» **Your objective**:
Report every line of the material below that contains the word "shallow", reproducing each such line in full.

» **Data supplied**:
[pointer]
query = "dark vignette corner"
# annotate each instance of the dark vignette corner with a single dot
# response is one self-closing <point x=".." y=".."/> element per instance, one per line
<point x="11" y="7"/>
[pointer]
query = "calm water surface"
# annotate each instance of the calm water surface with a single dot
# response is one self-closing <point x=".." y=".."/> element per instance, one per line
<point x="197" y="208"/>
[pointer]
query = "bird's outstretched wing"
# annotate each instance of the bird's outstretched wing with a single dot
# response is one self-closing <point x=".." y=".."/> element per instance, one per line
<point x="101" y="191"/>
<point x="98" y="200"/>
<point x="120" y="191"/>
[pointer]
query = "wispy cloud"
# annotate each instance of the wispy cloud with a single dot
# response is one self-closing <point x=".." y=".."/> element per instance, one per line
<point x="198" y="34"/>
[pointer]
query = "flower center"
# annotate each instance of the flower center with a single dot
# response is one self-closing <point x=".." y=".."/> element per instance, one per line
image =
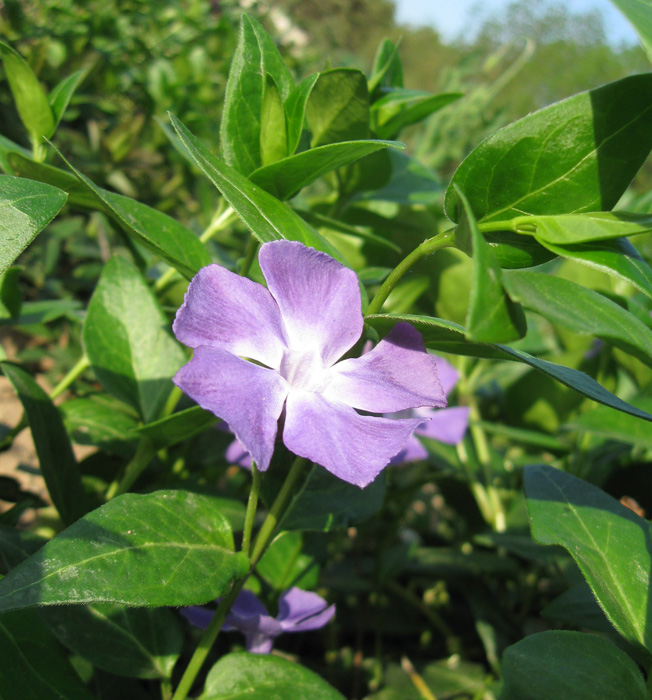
<point x="302" y="370"/>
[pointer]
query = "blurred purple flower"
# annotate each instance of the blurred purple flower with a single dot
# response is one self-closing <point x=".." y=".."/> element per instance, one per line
<point x="298" y="611"/>
<point x="262" y="352"/>
<point x="445" y="425"/>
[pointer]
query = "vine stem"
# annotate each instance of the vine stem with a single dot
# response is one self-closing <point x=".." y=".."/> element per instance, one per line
<point x="260" y="545"/>
<point x="446" y="239"/>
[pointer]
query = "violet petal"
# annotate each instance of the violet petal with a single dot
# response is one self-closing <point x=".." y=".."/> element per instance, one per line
<point x="223" y="310"/>
<point x="397" y="374"/>
<point x="354" y="448"/>
<point x="446" y="425"/>
<point x="318" y="297"/>
<point x="248" y="397"/>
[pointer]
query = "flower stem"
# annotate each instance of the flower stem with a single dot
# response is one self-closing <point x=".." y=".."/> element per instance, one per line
<point x="252" y="504"/>
<point x="445" y="239"/>
<point x="207" y="641"/>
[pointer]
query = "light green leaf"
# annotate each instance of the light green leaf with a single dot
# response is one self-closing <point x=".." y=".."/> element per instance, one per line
<point x="56" y="459"/>
<point x="609" y="542"/>
<point x="163" y="548"/>
<point x="26" y="208"/>
<point x="31" y="101"/>
<point x="255" y="57"/>
<point x="581" y="310"/>
<point x="268" y="219"/>
<point x="574" y="665"/>
<point x="128" y="341"/>
<point x="286" y="177"/>
<point x="264" y="677"/>
<point x="578" y="155"/>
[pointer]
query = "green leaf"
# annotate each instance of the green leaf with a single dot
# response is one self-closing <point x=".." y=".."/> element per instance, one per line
<point x="400" y="108"/>
<point x="617" y="258"/>
<point x="614" y="425"/>
<point x="338" y="108"/>
<point x="30" y="98"/>
<point x="157" y="231"/>
<point x="128" y="342"/>
<point x="577" y="155"/>
<point x="268" y="219"/>
<point x="581" y="310"/>
<point x="574" y="665"/>
<point x="26" y="208"/>
<point x="492" y="316"/>
<point x="163" y="548"/>
<point x="286" y="177"/>
<point x="285" y="565"/>
<point x="133" y="642"/>
<point x="264" y="677"/>
<point x="639" y="13"/>
<point x="34" y="666"/>
<point x="295" y="110"/>
<point x="447" y="336"/>
<point x="178" y="427"/>
<point x="610" y="543"/>
<point x="255" y="57"/>
<point x="56" y="459"/>
<point x="62" y="93"/>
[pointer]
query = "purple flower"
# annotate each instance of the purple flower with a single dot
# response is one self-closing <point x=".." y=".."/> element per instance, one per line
<point x="298" y="611"/>
<point x="445" y="425"/>
<point x="262" y="352"/>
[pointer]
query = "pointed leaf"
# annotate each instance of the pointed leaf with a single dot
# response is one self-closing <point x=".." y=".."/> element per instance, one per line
<point x="268" y="219"/>
<point x="286" y="177"/>
<point x="581" y="310"/>
<point x="577" y="155"/>
<point x="128" y="341"/>
<point x="611" y="545"/>
<point x="255" y="57"/>
<point x="56" y="459"/>
<point x="26" y="208"/>
<point x="163" y="548"/>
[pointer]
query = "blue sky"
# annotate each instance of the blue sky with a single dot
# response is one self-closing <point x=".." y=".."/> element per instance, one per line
<point x="451" y="17"/>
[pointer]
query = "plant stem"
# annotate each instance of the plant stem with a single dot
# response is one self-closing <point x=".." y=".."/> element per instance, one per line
<point x="429" y="246"/>
<point x="252" y="504"/>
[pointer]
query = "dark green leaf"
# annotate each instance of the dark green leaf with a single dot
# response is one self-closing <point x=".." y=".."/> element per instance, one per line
<point x="447" y="336"/>
<point x="611" y="545"/>
<point x="30" y="98"/>
<point x="264" y="677"/>
<point x="26" y="208"/>
<point x="577" y="155"/>
<point x="34" y="666"/>
<point x="163" y="548"/>
<point x="492" y="316"/>
<point x="268" y="219"/>
<point x="56" y="459"/>
<point x="128" y="341"/>
<point x="338" y="108"/>
<point x="286" y="177"/>
<point x="134" y="642"/>
<point x="295" y="110"/>
<point x="574" y="665"/>
<point x="157" y="231"/>
<point x="62" y="93"/>
<point x="572" y="306"/>
<point x="255" y="57"/>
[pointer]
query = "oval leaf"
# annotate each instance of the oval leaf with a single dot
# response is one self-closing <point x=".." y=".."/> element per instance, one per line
<point x="163" y="548"/>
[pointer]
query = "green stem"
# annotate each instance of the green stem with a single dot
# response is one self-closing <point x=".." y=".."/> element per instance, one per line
<point x="429" y="246"/>
<point x="277" y="509"/>
<point x="252" y="504"/>
<point x="207" y="641"/>
<point x="250" y="255"/>
<point x="144" y="453"/>
<point x="82" y="365"/>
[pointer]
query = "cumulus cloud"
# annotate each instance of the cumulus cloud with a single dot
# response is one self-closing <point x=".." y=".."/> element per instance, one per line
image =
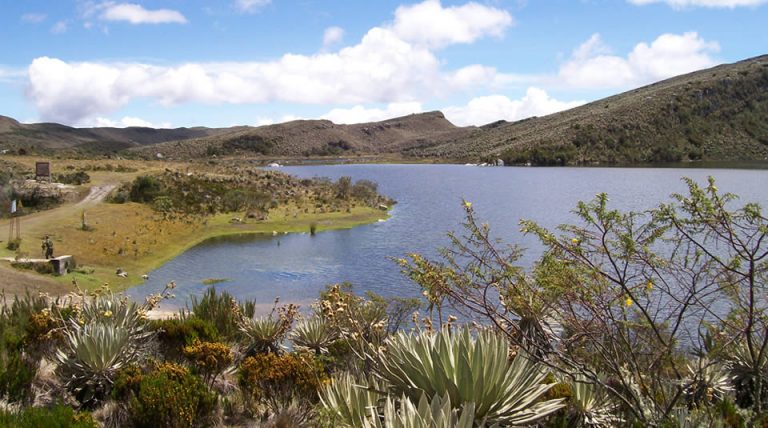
<point x="250" y="6"/>
<point x="361" y="114"/>
<point x="33" y="18"/>
<point x="430" y="24"/>
<point x="679" y="4"/>
<point x="592" y="66"/>
<point x="12" y="75"/>
<point x="60" y="27"/>
<point x="137" y="14"/>
<point x="125" y="122"/>
<point x="487" y="109"/>
<point x="263" y="121"/>
<point x="332" y="35"/>
<point x="393" y="63"/>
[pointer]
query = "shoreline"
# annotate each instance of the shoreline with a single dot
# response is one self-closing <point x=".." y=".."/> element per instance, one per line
<point x="212" y="228"/>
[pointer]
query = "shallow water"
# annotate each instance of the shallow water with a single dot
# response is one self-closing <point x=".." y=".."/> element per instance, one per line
<point x="296" y="267"/>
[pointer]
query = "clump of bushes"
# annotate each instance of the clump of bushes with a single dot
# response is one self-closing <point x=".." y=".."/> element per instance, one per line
<point x="60" y="416"/>
<point x="575" y="341"/>
<point x="77" y="178"/>
<point x="169" y="395"/>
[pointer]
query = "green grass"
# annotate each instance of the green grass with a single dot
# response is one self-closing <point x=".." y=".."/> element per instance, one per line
<point x="212" y="281"/>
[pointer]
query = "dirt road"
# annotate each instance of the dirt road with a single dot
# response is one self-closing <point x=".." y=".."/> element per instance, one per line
<point x="97" y="194"/>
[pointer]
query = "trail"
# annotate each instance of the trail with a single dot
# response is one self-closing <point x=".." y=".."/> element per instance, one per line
<point x="97" y="194"/>
<point x="15" y="282"/>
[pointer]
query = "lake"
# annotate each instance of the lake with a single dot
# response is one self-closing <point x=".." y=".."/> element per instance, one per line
<point x="295" y="267"/>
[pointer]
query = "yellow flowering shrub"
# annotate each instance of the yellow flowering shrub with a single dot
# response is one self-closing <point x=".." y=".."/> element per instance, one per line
<point x="210" y="358"/>
<point x="265" y="375"/>
<point x="171" y="396"/>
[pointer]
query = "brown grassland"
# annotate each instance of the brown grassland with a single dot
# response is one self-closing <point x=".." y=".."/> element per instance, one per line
<point x="133" y="236"/>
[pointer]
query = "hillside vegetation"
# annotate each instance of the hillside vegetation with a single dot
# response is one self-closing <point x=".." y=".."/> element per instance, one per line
<point x="714" y="114"/>
<point x="313" y="138"/>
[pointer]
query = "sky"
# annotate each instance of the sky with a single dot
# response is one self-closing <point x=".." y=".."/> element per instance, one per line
<point x="220" y="63"/>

» **Solution for this exercise**:
query = "shallow water"
# annotate each instance of the shallow water with a single dot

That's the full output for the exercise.